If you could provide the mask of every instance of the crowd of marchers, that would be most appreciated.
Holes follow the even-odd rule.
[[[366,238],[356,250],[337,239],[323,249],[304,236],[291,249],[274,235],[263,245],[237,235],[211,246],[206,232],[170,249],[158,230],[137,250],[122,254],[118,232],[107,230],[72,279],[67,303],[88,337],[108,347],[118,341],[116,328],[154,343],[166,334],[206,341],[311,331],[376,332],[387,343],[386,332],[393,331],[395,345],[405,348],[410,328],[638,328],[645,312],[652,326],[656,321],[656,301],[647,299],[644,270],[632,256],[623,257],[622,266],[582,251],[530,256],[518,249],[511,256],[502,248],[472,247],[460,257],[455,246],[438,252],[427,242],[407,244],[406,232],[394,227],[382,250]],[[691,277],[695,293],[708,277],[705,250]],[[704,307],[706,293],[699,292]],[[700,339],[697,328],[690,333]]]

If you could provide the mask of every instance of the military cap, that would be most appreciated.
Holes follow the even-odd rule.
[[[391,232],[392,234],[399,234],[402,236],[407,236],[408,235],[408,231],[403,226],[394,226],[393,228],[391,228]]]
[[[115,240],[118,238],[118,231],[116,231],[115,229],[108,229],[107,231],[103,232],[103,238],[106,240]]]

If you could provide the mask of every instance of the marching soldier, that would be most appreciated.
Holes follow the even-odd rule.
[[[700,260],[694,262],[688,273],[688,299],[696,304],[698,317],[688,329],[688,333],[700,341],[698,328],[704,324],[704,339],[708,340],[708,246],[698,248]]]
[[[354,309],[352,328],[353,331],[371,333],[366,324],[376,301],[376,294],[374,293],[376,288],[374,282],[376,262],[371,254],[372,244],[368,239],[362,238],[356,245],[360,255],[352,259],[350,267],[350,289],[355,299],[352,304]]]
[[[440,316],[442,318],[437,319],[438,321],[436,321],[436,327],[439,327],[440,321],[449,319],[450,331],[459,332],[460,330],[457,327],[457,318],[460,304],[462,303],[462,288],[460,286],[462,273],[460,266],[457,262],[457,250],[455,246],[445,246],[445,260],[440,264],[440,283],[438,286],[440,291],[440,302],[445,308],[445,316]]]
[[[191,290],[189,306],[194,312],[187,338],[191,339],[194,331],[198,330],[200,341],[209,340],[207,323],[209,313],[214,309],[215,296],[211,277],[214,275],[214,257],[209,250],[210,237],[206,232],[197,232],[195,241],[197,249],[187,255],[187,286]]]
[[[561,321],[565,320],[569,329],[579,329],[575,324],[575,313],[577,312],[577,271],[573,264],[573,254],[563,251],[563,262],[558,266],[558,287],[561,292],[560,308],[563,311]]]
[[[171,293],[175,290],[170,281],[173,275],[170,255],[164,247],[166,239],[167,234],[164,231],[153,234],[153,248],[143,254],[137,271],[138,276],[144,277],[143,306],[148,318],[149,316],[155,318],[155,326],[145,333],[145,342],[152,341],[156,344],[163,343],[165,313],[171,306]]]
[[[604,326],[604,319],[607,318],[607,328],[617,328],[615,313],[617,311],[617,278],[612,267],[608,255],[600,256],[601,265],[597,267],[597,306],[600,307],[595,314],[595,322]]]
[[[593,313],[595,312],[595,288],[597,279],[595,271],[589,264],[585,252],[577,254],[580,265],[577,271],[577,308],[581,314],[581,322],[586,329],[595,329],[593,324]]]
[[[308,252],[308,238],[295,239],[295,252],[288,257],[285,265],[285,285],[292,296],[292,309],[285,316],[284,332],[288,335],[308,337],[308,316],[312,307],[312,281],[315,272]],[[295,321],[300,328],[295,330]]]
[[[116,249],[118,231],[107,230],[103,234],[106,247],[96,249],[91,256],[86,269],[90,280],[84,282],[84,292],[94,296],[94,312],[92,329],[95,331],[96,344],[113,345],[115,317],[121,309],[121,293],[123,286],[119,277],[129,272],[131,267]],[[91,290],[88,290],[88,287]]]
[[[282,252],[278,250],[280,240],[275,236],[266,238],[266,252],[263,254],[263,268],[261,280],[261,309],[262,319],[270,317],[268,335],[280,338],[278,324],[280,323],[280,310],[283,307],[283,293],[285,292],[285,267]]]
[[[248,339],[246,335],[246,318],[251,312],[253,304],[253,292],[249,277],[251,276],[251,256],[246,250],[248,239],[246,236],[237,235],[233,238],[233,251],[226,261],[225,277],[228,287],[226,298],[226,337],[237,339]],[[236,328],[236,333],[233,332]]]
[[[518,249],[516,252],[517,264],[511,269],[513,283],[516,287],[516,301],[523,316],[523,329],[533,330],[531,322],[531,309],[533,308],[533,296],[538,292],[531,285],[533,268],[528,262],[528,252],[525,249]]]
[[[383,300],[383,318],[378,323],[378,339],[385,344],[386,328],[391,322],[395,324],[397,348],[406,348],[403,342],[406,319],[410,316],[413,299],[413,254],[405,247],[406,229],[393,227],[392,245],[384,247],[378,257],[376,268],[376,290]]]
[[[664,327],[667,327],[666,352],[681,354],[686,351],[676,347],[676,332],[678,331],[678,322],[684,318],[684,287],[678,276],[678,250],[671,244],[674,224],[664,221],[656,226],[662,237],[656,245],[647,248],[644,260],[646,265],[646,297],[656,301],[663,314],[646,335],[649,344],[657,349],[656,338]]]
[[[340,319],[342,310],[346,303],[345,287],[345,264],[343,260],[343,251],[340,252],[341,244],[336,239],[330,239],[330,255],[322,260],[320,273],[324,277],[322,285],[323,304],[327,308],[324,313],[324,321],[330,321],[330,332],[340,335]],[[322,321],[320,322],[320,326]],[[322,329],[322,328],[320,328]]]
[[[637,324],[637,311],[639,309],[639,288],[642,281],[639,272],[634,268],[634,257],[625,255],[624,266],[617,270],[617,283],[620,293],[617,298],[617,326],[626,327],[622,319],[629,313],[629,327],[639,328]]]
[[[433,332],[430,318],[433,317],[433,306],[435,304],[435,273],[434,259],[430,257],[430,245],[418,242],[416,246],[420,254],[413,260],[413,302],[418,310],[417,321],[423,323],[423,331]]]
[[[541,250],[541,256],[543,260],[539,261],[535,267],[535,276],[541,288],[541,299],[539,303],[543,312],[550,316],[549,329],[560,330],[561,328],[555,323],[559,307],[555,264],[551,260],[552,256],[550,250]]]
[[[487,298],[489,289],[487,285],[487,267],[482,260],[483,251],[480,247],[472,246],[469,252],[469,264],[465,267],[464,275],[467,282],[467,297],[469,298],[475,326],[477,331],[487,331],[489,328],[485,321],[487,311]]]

══════════

◆ **What you need to do**: List every line of the entries above that contains the word "appreciated", copying each such line in full. Treat case as significant.

◆ **Answer to the task**:
If you could provide the mask of every instance of the crowd of marchers, that would be most appreciated.
If you could provide the mask of every instance of the military cap, that would be most appreciated.
If you could provide the mask of every instance of the marching soldier, that would be most appreciated.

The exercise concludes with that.